• _SET EXERCISE A_: From the journal entry below, extract the passage that begins at the words "Every now and" and ends after the words "necessary i reckon.".

• _SELECTED EXTRACT_:
# # #

Nov 20, 2008 22:48
Ello world
I'd cut this for folk if i'd remember how to...
Every now and again i like to write a little summary of my "stuff". Is a good catch-all desciption i think. Although with several areas of the psyche and leanings, different people know different amounts of stuff, so it's never the whole story...
Job -
I've spent seven years doing a job i now know i feel added nothing of value to the world or people or anything. So to be made unemployed was stressy but a blessed relief deep down. I'm determined to do something that makes me feel happy with myself, so my dismal failing at an interview today for a similar post should feel okay. But i'm stressy about how to make ends meet in a while and finding that right thing. I'm 30 now and i need the right decision, but i've always been directionless and i still am. So, manky but harshly necessary i reckon.
Friends -
I has done good this year. Got loads more, got proper social life (imagine that a year ago...), actually i've got a far busier social life than i can probably afford given the job stuff. And a wee bit more confidence as a result. Getting there...

# # #

• _RAW RECORDS_:
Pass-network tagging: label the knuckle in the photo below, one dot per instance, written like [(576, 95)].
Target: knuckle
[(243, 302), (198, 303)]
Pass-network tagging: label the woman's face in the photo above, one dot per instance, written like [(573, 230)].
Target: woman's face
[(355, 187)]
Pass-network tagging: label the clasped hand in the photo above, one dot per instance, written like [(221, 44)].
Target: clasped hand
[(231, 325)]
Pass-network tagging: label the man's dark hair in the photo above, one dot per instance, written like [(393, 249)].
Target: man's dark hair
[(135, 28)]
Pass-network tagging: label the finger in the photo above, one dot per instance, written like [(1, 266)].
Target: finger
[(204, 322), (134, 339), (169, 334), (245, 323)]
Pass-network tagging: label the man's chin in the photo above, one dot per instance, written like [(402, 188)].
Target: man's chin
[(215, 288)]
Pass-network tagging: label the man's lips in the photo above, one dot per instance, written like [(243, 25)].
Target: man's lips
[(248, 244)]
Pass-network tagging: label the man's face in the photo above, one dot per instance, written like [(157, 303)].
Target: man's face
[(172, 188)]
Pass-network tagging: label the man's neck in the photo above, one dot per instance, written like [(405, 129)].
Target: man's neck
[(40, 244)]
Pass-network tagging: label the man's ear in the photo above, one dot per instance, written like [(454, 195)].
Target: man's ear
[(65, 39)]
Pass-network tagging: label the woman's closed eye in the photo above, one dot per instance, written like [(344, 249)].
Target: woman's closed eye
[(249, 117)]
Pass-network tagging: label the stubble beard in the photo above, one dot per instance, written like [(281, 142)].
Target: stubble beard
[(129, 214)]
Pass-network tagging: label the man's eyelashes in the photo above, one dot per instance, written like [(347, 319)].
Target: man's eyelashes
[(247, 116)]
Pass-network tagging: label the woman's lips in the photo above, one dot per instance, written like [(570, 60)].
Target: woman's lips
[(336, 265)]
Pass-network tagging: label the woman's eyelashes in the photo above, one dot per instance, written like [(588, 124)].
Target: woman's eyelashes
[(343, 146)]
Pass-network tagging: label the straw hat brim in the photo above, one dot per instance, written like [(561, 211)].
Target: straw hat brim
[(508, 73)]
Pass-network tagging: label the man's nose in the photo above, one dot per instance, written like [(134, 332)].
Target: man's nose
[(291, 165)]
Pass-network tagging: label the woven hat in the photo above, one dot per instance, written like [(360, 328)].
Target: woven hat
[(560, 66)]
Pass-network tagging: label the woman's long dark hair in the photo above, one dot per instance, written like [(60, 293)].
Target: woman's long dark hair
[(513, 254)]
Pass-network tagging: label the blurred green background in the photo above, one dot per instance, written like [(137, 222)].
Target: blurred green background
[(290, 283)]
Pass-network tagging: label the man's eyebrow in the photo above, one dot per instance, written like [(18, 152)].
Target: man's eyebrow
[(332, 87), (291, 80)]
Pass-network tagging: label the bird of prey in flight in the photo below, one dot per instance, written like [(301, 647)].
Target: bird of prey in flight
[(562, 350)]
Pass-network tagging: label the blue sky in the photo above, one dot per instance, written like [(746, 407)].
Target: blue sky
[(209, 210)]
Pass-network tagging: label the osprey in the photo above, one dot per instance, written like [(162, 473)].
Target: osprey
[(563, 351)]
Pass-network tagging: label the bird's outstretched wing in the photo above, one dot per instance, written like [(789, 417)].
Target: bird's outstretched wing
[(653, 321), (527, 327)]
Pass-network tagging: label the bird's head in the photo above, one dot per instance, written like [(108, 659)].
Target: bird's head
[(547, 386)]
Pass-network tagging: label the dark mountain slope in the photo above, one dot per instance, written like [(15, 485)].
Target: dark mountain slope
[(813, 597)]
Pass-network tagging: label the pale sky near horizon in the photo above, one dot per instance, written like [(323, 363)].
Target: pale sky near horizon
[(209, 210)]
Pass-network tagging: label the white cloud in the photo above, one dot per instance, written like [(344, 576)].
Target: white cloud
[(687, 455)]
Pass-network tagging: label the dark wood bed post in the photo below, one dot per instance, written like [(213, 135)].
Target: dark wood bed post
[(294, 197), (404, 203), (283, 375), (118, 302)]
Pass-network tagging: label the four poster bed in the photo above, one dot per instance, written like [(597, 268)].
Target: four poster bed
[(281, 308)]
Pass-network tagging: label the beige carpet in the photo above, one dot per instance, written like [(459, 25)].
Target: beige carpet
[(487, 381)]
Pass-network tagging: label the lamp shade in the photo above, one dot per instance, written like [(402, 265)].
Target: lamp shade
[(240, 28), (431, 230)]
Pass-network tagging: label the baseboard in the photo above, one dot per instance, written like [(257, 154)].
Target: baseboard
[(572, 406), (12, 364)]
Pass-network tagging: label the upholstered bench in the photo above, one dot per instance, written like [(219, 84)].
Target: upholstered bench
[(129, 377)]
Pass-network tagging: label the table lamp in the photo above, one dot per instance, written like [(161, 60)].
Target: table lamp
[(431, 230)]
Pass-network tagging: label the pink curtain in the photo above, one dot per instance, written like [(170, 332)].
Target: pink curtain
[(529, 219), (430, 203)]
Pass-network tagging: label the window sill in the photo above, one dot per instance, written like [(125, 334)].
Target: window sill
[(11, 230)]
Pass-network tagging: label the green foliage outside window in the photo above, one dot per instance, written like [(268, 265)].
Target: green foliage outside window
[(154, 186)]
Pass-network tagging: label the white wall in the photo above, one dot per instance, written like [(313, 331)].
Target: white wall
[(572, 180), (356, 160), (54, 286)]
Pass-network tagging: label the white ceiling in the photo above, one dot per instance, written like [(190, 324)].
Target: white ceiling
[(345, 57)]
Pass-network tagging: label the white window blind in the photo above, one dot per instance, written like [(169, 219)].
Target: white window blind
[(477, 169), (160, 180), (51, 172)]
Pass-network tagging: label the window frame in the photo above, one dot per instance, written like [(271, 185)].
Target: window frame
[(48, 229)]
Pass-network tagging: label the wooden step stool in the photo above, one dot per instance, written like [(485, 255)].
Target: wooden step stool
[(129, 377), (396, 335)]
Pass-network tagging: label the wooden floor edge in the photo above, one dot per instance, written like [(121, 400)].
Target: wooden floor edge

# # #

• _SET EXERCISE B_: Copy the listing above from its first line through the line containing "[(355, 187)]", with both of those lines included.

• _ANSWER A_:
Every now and again i like to write a little summary of my "stuff". Is a good catch-all desciption i think. Although with several areas of the psyche and leanings, different people know different amounts of stuff, so it's never the whole story...
Job -
I've spent seven years doing a job i now know i feel added nothing of value to the world or people or anything. So to be made unemployed was stressy but a blessed relief deep down. I'm determined to do something that makes me feel happy with myself, so my dismal failing at an interview today for a similar post should feel okay. But i'm stressy about how to make ends meet in a while and finding that right thing. I'm 30 now and i need the right decision, but i've always been directionless and i still am. So, manky but harshly necessary i reckon.

• _ANSWER B_:
Pass-network tagging: label the knuckle in the photo below, one dot per instance, written like [(576, 95)].
Target: knuckle
[(243, 302), (198, 303)]
Pass-network tagging: label the woman's face in the photo above, one dot per instance, written like [(573, 230)].
Target: woman's face
[(355, 187)]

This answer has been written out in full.